Written exercise » Please transcribe the records precisely; pictures stay out of your copy.

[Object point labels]
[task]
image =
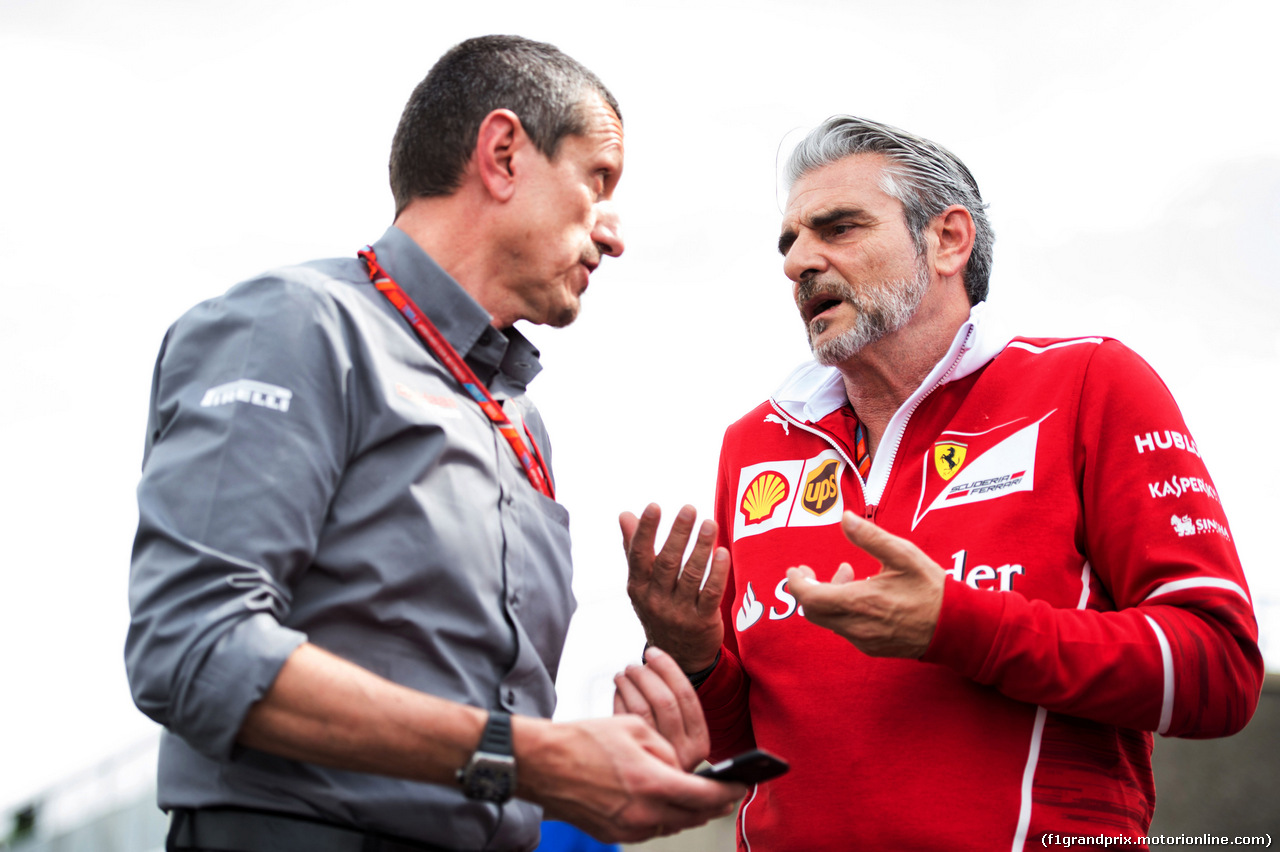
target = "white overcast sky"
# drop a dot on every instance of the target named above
(155, 152)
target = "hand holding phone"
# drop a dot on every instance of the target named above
(749, 768)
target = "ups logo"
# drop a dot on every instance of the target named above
(822, 488)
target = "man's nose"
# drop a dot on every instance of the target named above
(804, 259)
(607, 233)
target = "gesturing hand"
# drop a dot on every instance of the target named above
(679, 613)
(890, 614)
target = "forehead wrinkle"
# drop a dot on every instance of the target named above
(818, 220)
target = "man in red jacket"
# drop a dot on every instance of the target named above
(956, 577)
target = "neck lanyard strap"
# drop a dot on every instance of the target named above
(531, 461)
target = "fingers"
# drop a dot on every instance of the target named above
(885, 546)
(713, 590)
(659, 694)
(666, 564)
(695, 567)
(638, 537)
(844, 575)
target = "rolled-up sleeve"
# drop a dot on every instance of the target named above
(247, 435)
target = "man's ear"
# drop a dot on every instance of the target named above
(499, 137)
(955, 233)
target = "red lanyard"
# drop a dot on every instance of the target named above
(531, 461)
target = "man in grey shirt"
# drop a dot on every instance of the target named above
(351, 580)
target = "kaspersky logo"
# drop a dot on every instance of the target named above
(972, 467)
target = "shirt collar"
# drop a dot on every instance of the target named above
(812, 390)
(464, 323)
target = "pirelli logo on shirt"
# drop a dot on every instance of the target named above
(247, 390)
(792, 493)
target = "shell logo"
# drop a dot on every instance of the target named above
(763, 495)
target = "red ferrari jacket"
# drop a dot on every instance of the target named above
(1095, 596)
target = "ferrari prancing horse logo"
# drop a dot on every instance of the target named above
(949, 457)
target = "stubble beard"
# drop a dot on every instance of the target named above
(880, 311)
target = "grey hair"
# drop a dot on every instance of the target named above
(922, 174)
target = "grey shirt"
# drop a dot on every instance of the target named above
(314, 473)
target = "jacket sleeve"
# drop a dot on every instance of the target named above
(246, 440)
(725, 695)
(1165, 637)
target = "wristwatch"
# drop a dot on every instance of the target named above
(490, 774)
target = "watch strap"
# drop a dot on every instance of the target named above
(496, 738)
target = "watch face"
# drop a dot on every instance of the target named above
(490, 778)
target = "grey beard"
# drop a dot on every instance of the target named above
(880, 312)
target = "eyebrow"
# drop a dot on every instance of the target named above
(819, 221)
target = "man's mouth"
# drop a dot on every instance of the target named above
(818, 305)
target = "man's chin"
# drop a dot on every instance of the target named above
(563, 315)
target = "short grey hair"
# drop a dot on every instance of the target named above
(922, 174)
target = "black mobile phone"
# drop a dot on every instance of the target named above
(748, 768)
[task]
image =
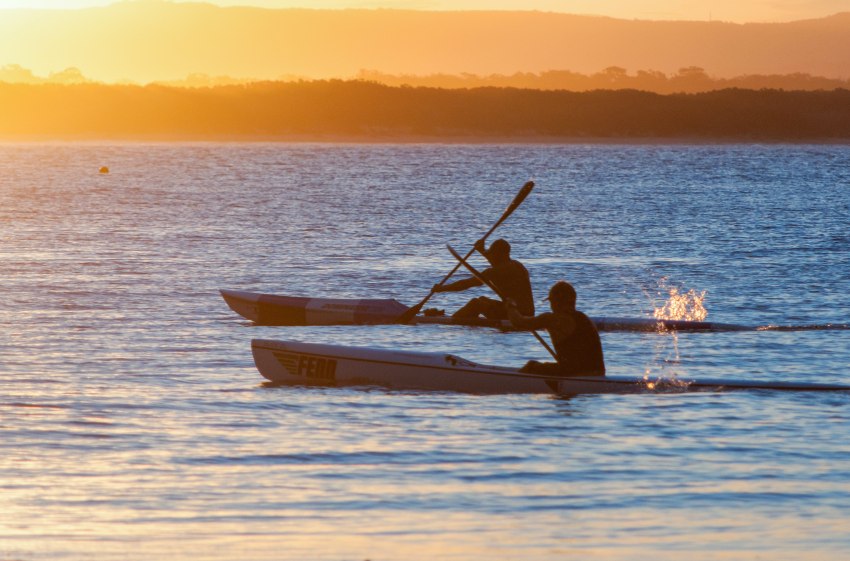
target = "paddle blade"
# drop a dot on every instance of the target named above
(523, 193)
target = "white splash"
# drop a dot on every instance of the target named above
(683, 305)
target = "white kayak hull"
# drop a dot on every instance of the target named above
(312, 364)
(272, 309)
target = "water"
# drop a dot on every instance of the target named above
(135, 426)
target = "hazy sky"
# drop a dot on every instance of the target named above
(722, 10)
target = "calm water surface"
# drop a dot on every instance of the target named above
(135, 426)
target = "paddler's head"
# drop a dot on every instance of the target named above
(562, 297)
(498, 252)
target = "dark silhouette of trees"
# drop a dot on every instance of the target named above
(368, 110)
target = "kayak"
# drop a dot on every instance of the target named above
(272, 309)
(313, 364)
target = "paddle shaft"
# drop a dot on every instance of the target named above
(523, 193)
(479, 276)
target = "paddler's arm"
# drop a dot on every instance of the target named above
(458, 286)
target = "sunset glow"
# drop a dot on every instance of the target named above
(718, 10)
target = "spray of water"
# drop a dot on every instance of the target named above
(679, 305)
(682, 305)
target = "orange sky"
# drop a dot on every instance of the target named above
(723, 10)
(142, 41)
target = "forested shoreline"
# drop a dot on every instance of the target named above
(362, 110)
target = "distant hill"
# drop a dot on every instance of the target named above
(151, 40)
(366, 111)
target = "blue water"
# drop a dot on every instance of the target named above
(134, 424)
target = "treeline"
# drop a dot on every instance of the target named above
(691, 79)
(371, 111)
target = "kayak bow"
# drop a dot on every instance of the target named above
(311, 364)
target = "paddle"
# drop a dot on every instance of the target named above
(523, 193)
(476, 274)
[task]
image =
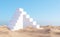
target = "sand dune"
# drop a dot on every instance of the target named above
(29, 32)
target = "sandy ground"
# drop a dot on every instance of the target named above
(5, 32)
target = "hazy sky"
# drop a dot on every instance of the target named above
(45, 12)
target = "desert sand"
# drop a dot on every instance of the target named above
(47, 31)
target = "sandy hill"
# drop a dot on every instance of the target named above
(47, 31)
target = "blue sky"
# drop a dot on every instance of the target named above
(45, 12)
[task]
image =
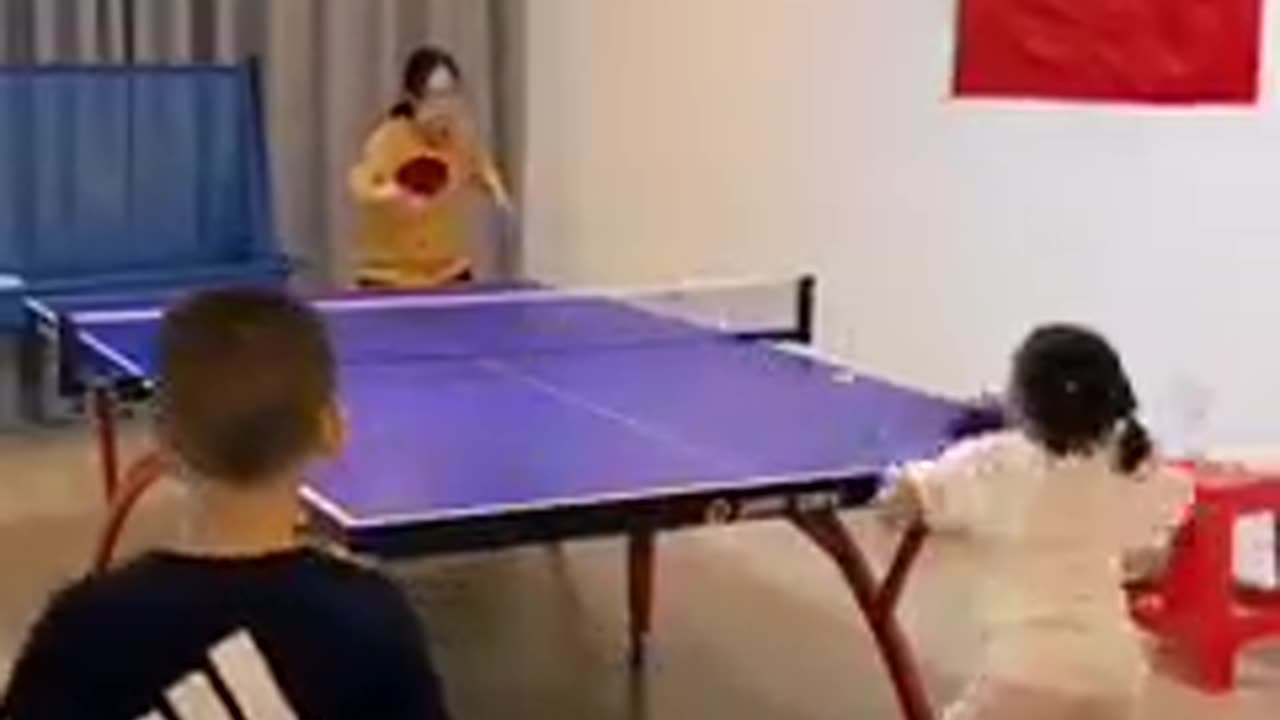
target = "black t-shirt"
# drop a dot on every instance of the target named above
(174, 637)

Right answer »
[task]
image =
target = "white overcast sky"
# drop a dot on every instance of the target named above
(155, 152)
target = "hand holding phone"
# drop a dot on every instance of the target named above
(749, 768)
target = "ups logo"
# drop a dot on every instance of the target named above
(822, 488)
target = "man's nose"
# drop a dot on every instance of the target named above
(804, 259)
(607, 233)
target = "gesturing hand"
# drop a dot on every instance of the target named above
(679, 613)
(890, 614)
target = "forehead wrinkle"
# drop a dot on every instance of the target named above
(818, 220)
target = "man in red jacket"
# drop a dot on every instance of the target named above
(956, 577)
target = "neck lanyard strap"
# drop a dot on every instance of the target named above
(531, 461)
target = "fingers"
# drop a dot on every instance of the target named above
(885, 546)
(713, 590)
(659, 694)
(666, 564)
(695, 567)
(638, 537)
(844, 575)
target = "rolled-up sleeve"
# drop a dot on every instance of the target named above
(247, 435)
target = "man's ear"
# drop a dot on every instance of the target named above
(499, 137)
(955, 233)
target = "red lanyard"
# drop a dot on every instance of the target named above
(531, 461)
target = "man in grey shirt"
# drop a dot on every instance of the target named above
(351, 580)
target = "kaspersky logo"
# drop a dot on every instance of the target named above
(972, 467)
target = "shirt collar"
# drop a dot on every instance of the target named above
(812, 390)
(464, 323)
target = "pirelli logo on shirt"
# drop a dot on every instance of the target named above
(247, 390)
(792, 493)
target = "shell logo"
# drop a dot on every instance of the target named above
(763, 495)
target = "red ferrari jacket"
# drop a dot on every instance of the target named above
(1095, 596)
target = "ferrari prancing horse logo"
# drop a dot on every instance of the target named above
(949, 457)
target = "stubble beard"
# drop a dot on every instance of the target named above
(880, 311)
target = "grey hair"
# drop a dot on every instance of the target named above
(922, 174)
target = "grey shirt"
# drop a dot on every instance of the target named above
(314, 473)
target = "jacket sleeve"
# drop a dot on every instance of the target named above
(246, 440)
(725, 695)
(1165, 637)
target = "wristwatch"
# drop a dot on every instance of the target named above
(490, 774)
target = "watch strap"
# drop a dot on every instance of the target named above
(496, 738)
target = "watch face"
# drop a dot on every instance of the target named above
(490, 778)
target = "grey beard"
# drop a dot on every instance of the target named above
(880, 312)
target = "eyebrow"
# drop a dot on every instance of the target named above
(819, 221)
target = "man's mouth"
# drop a dot on every instance of the target named above
(818, 305)
target = "man's chin"
# drop a dot on every instance of the target named above
(563, 315)
target = "short grey hair"
# drop a dot on every instance of the target named above
(922, 174)
target = "black mobile phone"
# drop a dot on every instance of the target named above
(748, 768)
[task]
image =
target = "paddle blade"
# drop a dot on every instance of the target named above
(523, 193)
target = "white splash"
# drop a dot on every instance of the target named above
(683, 305)
target = "white kayak hull"
# drop a dot on every instance of the target named above
(312, 364)
(272, 309)
target = "water"
# drop a dot on every instance of the target named above
(135, 426)
target = "hazy sky"
# drop a dot on every instance of the target named above
(722, 10)
target = "calm water surface"
# drop a dot on every instance of the target named above
(135, 426)
target = "paddler's head"
# drop a dot on every instance of the target named above
(562, 297)
(498, 252)
target = "dark silhouette of trees"
# drop a dot on every instance of the target named above
(368, 110)
target = "kayak"
# drop a dot on every instance of the target named above
(272, 309)
(313, 364)
target = "paddle shaft"
# drop a dot on every instance of the target named above
(523, 193)
(479, 276)
target = "paddler's arm"
# drop a dot on every instance of the target named above
(458, 286)
target = "sunset glow"
# drop a dot on every instance of the target named above
(718, 10)
target = "spray of water"
# drop a dot on every instance of the target named above
(679, 305)
(682, 305)
target = "orange sky"
# drop a dot on every instance of the target named above
(723, 10)
(142, 41)
target = "forested shoreline"
# drop a dot on every instance of the target named above
(362, 110)
target = "distant hill"
# drop a dot on every instance of the target named above
(151, 40)
(366, 111)
target = "blue water"
# drop a dot on every instance of the target named above
(134, 424)
target = "treeline"
# drop a dot on every instance of the target named above
(691, 79)
(371, 111)
target = "kayak bow"
# drop a dot on every instance of the target named above
(311, 364)
target = "paddle"
# drop a dot on every instance of the target named above
(523, 193)
(476, 274)
[task]
image =
target = "sand dune"
# drop a dot on every instance of the target named above
(29, 32)
target = "sandy ground"
# drop a dot on every instance of the target named above
(5, 32)
target = "hazy sky"
# drop a dot on every instance of the target named above
(45, 12)
target = "desert sand"
# drop a dot on every instance of the target named above
(47, 31)
target = "sandy hill"
# drop a dot on every instance of the target named above
(47, 31)
target = "blue sky"
# drop a dot on every instance of the target named above
(45, 12)
[task]
image =
target = "black t-shirt"
# drop a dot on every instance of the target named above
(174, 637)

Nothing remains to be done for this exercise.